> [PROBLEM STATEMENT]:
Rewrite the listing below, swapping every "Pick out" for "Locate" and keeping everything else the same. Leave the pictures out of your answer.

** start SUPPLIED ENTRIES **

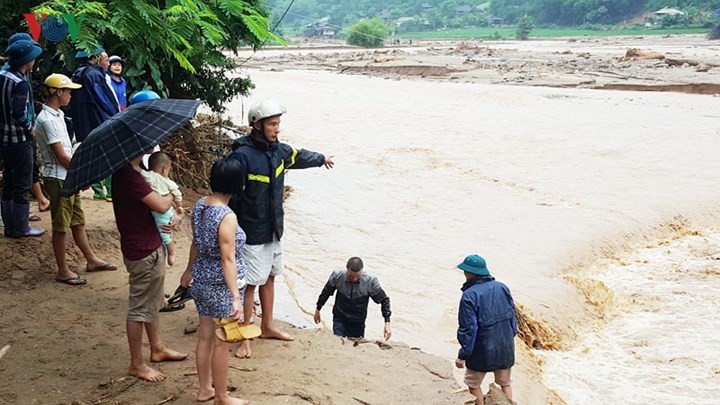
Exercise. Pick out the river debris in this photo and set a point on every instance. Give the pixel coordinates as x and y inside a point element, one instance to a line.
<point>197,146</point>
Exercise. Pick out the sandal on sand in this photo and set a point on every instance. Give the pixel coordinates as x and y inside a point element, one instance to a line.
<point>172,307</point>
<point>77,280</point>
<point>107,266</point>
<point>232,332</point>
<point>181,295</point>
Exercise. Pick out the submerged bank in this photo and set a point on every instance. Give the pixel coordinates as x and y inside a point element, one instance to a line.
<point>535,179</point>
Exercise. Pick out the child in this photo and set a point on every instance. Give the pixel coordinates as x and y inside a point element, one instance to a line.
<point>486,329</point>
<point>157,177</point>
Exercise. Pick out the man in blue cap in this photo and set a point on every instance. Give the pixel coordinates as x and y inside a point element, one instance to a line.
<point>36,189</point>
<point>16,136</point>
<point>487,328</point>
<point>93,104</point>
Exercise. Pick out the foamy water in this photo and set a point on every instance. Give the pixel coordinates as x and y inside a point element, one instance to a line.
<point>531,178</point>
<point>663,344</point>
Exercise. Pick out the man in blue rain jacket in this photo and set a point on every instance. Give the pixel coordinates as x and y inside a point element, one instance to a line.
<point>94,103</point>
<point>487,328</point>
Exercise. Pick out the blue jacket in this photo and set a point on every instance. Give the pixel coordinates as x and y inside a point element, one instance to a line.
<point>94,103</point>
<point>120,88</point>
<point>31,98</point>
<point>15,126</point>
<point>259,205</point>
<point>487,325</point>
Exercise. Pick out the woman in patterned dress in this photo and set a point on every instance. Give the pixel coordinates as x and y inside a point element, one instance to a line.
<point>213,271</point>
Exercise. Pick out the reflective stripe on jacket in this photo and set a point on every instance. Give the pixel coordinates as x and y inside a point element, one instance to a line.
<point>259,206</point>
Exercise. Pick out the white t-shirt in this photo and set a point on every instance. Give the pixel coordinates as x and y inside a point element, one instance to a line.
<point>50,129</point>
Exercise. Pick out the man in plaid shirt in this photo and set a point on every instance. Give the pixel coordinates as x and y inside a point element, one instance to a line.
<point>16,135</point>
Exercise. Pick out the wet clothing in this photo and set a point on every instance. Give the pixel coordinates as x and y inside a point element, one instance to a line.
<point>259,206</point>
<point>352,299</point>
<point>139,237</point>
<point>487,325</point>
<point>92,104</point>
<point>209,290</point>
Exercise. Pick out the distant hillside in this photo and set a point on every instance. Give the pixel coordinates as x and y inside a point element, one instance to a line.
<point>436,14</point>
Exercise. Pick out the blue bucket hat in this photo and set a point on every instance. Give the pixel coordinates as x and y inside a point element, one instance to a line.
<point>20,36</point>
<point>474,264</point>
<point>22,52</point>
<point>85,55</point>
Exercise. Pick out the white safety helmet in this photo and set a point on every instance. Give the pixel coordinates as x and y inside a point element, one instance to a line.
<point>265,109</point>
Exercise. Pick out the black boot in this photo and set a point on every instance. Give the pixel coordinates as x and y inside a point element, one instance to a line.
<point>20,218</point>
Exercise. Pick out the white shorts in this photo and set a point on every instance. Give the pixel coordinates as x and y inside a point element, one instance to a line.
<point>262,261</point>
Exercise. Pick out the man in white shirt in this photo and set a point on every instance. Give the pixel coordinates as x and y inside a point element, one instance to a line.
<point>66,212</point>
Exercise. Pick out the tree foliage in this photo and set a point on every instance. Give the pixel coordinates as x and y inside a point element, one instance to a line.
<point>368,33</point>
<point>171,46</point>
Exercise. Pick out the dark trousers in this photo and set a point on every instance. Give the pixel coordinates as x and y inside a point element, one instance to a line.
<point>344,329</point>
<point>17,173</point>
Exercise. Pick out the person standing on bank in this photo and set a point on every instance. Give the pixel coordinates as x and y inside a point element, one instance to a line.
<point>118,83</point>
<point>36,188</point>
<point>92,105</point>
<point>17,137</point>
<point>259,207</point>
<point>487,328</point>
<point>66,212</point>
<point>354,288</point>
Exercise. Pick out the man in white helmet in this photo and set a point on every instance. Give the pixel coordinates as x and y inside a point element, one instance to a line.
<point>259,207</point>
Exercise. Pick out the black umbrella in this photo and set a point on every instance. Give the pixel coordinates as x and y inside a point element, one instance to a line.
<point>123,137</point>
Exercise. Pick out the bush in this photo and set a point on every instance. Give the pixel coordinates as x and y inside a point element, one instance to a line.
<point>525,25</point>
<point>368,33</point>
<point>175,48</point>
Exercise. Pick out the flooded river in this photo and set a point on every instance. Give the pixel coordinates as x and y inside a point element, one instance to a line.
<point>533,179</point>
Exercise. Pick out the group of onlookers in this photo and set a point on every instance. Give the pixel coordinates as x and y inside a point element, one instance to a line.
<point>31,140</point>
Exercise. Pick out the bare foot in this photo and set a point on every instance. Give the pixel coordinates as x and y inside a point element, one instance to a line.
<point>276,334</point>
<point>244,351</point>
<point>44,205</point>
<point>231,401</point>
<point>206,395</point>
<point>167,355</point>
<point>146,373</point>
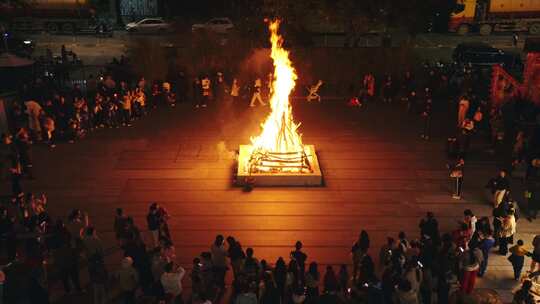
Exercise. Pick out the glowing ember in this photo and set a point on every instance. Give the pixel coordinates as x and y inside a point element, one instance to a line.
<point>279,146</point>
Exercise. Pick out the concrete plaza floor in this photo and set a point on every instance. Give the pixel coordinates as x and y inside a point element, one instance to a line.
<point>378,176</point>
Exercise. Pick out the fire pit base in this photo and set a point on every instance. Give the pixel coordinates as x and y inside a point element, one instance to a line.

** end SUPPLIED ENTRIES **

> [WRITTEN RESPONSE]:
Exercise. Locate the river debris in this photo and set a point on every instance. Give the pixel coordinates as x and y inside a point element, one instance to a line.
<point>197,146</point>
Exercise. Locate the sandal on sand in this photo and set a point on every instance. Give the pixel coordinates as x and y inside a point element, one instance to a line.
<point>172,307</point>
<point>77,280</point>
<point>107,266</point>
<point>232,332</point>
<point>181,295</point>
Exercise. Locate the submerged bank in this photo and set a point on every instance. Give the pixel coordinates as x and y inside a point element, one instance to a line.
<point>535,179</point>
Exercise. Locate the child in this photo and set a point on every instance. Give the pixel coordinates as x and y inside a point element, one instance to a line.
<point>486,329</point>
<point>157,177</point>
Exercise. Locate the man in blue cap in this photo and set a point on every instance. Give the pixel coordinates as x and y inside a point element, one instance to a line.
<point>36,189</point>
<point>16,136</point>
<point>487,328</point>
<point>93,104</point>
Exercise. Locate the foamy water in this photo and set a point on every instance. Give the pixel coordinates as x and y inside a point element, one instance to a line.
<point>531,178</point>
<point>663,344</point>
Exercise. Locate the man in blue rain jacket in this photo and set a point on every instance. Give the pixel coordinates as x and y inside a point element, one instance to a line.
<point>94,103</point>
<point>487,328</point>
Exercise. Locate the blue jacket in this photo and set a point on every instance. Give the pixel coordinates as x and y inside a point element, one instance to a line.
<point>94,103</point>
<point>120,88</point>
<point>31,98</point>
<point>15,126</point>
<point>259,205</point>
<point>487,325</point>
Exercise. Locate the woman in patterned dress in this photo and set a point on every instance. Give the pixel coordinates as x and y inside a point element, one instance to a line.
<point>213,271</point>
Exercise. Locate the reflective stripe on jacket in this photo and set a point on every instance. Give the pixel coordinates as x and y inside a point element, one instance to a line.
<point>259,206</point>
Exercise. Locate the white t-shirt in this photo and set a point on every instance. Give the pixel coordinates as x and y inside a point element, one instance to a line.
<point>50,129</point>
Exercise. Locate the man in plaid shirt in this photo and set a point on every instance. Give the pixel coordinates as x and y inside a point element, one instance to a line.
<point>16,135</point>
Exercise. Locate the wet clothing in this photo and set a point on every instance. Give the pixel coordinates as x and y inside a point element, one instance to a line.
<point>259,206</point>
<point>352,299</point>
<point>139,237</point>
<point>487,325</point>
<point>92,104</point>
<point>209,290</point>
Exercise. Locate the distant hillside in this photo and set a point on every instance. Give the pixel coordinates as x and y inside a point element, one instance to a line.
<point>436,14</point>
Exercise. Locate the blue bucket hat in this photo and set a point on every instance. Give the pixel coordinates as x and y inside a point element, one instance to a line.
<point>20,36</point>
<point>474,264</point>
<point>22,52</point>
<point>85,55</point>
Exercise. Locate the white safety helmet in this photo and set a point on every instance. Give the pixel coordinates as x and y inside a point element, one instance to a line.
<point>265,109</point>
Exercise. Locate the black boot in this photo and set a point on every instance. Give the pixel coordinates as x and y inside a point element, one instance to a line.
<point>20,218</point>
Exercise. Locate the white shorts in this photo and set a point on every instance. Give the pixel coordinates as x and y inside a point element, one instance to a line.
<point>262,261</point>
Exercise. Locate the man in white shirt in this photo and set a point on every instance. Give the pixel coordinates as x and y inside a point element, one instance to a line.
<point>66,212</point>
Exercise. Locate the tree foliage in this photo and set a point on every instance. Give the pixel coordinates as x and y inside a point element, one instance to a line.
<point>368,33</point>
<point>171,46</point>
Exercise. Locate the dark trousers in this photo and set a point on every instance. Give the pixel coordinates as x and y inside a point element, one instance to a line.
<point>344,329</point>
<point>17,173</point>
Exercise. Locate the person standing on bank in this photo and set a point on every instance. Give the pixel coordinates as x and y inside a point element, one instance to a line.
<point>118,83</point>
<point>36,188</point>
<point>92,105</point>
<point>17,137</point>
<point>259,207</point>
<point>487,328</point>
<point>66,212</point>
<point>354,288</point>
Exercise. Locate the man in white helmet in this photo and set a point on every instance. Give the pixel coordinates as x and y inside a point element, one instance to a line.
<point>259,207</point>
Exercise. Locate the black umbrella in this photo and set a point on every instance. Give the pixel coordinates as x and y inside a point element, one instance to a line.
<point>123,137</point>
Exercise. Locate the bush in this photo and set a point on every instance. Give the pixel coordinates as x and y inside a point element, one instance to a line.
<point>525,25</point>
<point>368,33</point>
<point>175,48</point>
Exercise. Locate the flooded river in this photo and set a point on every instance. Give the pixel coordinates as x and y inside a point element, one instance to a line.
<point>533,179</point>
Exercise. Locate the group of onlookers in this photo and set a point on every instance. Give the pixel coordinates as x and y inside a point element, one instance to a line.
<point>31,140</point>
Exercise. Locate the bare foot in this photo and set a point on every instance. Give the pixel coordinates as x and y inside a point element, one instance to a line.
<point>276,334</point>
<point>244,351</point>
<point>44,205</point>
<point>231,401</point>
<point>206,395</point>
<point>167,355</point>
<point>146,373</point>
Exercise. Locate the glowing ember in this photo and set a point on every instance. Give the pixel coordinates as x and y inside a point element, one instance to a line.
<point>279,146</point>
Exercise. Locate the concrete plaza floor in this photo and set a point on every instance. Give the pixel coordinates as x and y inside a point element, one instance to a line.
<point>378,176</point>
Exercise. Locate the fire pit base in this photo and set a point on every instance. Give the pixel coordinates as x and y inside a point element, one instance to a line.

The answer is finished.